[Dataset excerpt]
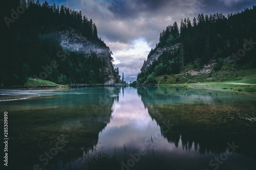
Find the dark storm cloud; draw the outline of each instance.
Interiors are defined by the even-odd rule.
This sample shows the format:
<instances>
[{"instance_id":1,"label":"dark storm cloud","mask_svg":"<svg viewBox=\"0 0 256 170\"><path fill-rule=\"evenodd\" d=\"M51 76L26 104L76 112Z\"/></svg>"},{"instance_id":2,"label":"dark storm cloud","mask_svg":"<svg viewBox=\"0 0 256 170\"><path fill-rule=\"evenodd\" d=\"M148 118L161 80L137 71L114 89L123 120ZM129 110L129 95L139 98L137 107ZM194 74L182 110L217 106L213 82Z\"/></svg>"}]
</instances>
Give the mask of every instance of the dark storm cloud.
<instances>
[{"instance_id":1,"label":"dark storm cloud","mask_svg":"<svg viewBox=\"0 0 256 170\"><path fill-rule=\"evenodd\" d=\"M53 2L81 10L93 19L99 37L118 61L116 67L125 77L140 71L148 51L158 42L160 33L175 21L179 25L182 18L192 20L202 13L222 13L227 16L256 5L255 0L51 0L49 4ZM134 41L140 39L146 44L142 46L144 48L135 47Z\"/></svg>"}]
</instances>

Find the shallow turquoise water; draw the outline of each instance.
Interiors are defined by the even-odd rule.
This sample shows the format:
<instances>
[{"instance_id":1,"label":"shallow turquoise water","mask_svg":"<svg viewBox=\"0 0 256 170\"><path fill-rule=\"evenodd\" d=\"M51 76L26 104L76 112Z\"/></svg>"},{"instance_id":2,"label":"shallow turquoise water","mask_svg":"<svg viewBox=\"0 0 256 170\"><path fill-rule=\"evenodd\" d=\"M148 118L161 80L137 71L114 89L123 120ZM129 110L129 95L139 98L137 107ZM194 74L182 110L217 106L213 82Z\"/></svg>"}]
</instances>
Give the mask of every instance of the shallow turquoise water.
<instances>
[{"instance_id":1,"label":"shallow turquoise water","mask_svg":"<svg viewBox=\"0 0 256 170\"><path fill-rule=\"evenodd\" d=\"M14 168L84 169L101 152L120 169L256 169L255 95L109 87L1 91L0 101Z\"/></svg>"}]
</instances>

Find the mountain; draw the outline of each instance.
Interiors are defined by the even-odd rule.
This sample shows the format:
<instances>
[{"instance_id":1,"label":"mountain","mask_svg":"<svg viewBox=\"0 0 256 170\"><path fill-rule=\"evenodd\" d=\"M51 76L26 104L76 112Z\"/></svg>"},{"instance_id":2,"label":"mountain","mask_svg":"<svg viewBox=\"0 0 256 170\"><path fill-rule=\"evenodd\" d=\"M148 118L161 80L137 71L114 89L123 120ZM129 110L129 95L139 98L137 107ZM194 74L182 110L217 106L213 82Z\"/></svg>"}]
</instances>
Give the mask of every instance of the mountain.
<instances>
[{"instance_id":1,"label":"mountain","mask_svg":"<svg viewBox=\"0 0 256 170\"><path fill-rule=\"evenodd\" d=\"M29 77L60 84L120 81L112 51L81 11L39 1L4 0L1 8L2 86L24 86Z\"/></svg>"},{"instance_id":2,"label":"mountain","mask_svg":"<svg viewBox=\"0 0 256 170\"><path fill-rule=\"evenodd\" d=\"M160 33L159 42L138 75L138 83L155 83L155 78L162 75L255 68L255 16L256 6L227 17L217 13L199 14L191 21L184 18L179 28L175 22Z\"/></svg>"}]
</instances>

● YOUR TASK
Convert the rows from the line containing "Find the shallow" through the last row into a JSON list of strings with one string per line. Leave out blank lines.

● WRITTEN ANSWER
[
  "Find the shallow turquoise water; draw the outline of each instance.",
  "Interiors are defined by the even-odd rule.",
  "This sample shows the format:",
  "<instances>",
  "[{\"instance_id\":1,\"label\":\"shallow turquoise water\",\"mask_svg\":\"<svg viewBox=\\\"0 0 256 170\\\"><path fill-rule=\\\"evenodd\\\" d=\\\"M51 76L26 104L76 112Z\\\"/></svg>\"},{\"instance_id\":2,\"label\":\"shallow turquoise water\",\"mask_svg\":\"<svg viewBox=\\\"0 0 256 170\\\"><path fill-rule=\\\"evenodd\\\" d=\\\"M148 118L161 80L137 71L114 89L123 120ZM129 110L129 95L139 98L137 107ZM194 74L182 110L217 106L213 82Z\\\"/></svg>\"}]",
  "</instances>",
  "Give the mask of every instance of the shallow turquoise water.",
  "<instances>",
  "[{\"instance_id\":1,\"label\":\"shallow turquoise water\",\"mask_svg\":\"<svg viewBox=\\\"0 0 256 170\\\"><path fill-rule=\\\"evenodd\\\" d=\\\"M14 168L84 169L101 152L120 169L256 169L255 95L109 87L1 91L0 101Z\\\"/></svg>\"}]",
  "</instances>",
  "Find the mountain; draw the outline of each instance.",
  "Interiors are defined by the even-odd rule.",
  "This sample shows the format:",
  "<instances>",
  "[{\"instance_id\":1,\"label\":\"mountain\",\"mask_svg\":\"<svg viewBox=\\\"0 0 256 170\\\"><path fill-rule=\\\"evenodd\\\" d=\\\"M51 76L26 104L76 112Z\\\"/></svg>\"},{\"instance_id\":2,\"label\":\"mountain\",\"mask_svg\":\"<svg viewBox=\\\"0 0 256 170\\\"><path fill-rule=\\\"evenodd\\\" d=\\\"M148 118L161 80L137 71L114 89L123 120ZM129 110L129 95L139 98L137 107ZM194 74L182 110L217 106L213 82Z\\\"/></svg>\"}]",
  "</instances>",
  "Give the mask of every instance of the mountain.",
  "<instances>",
  "[{\"instance_id\":1,\"label\":\"mountain\",\"mask_svg\":\"<svg viewBox=\\\"0 0 256 170\\\"><path fill-rule=\\\"evenodd\\\" d=\\\"M29 77L60 84L120 81L112 51L81 11L39 1L4 0L1 8L2 86L24 86Z\\\"/></svg>\"},{\"instance_id\":2,\"label\":\"mountain\",\"mask_svg\":\"<svg viewBox=\\\"0 0 256 170\\\"><path fill-rule=\\\"evenodd\\\" d=\\\"M160 33L159 42L138 75L138 83L155 83L155 78L162 75L255 68L255 16L256 6L227 17L217 13L199 14L191 21L184 18L179 28L175 22Z\\\"/></svg>\"}]",
  "</instances>"
]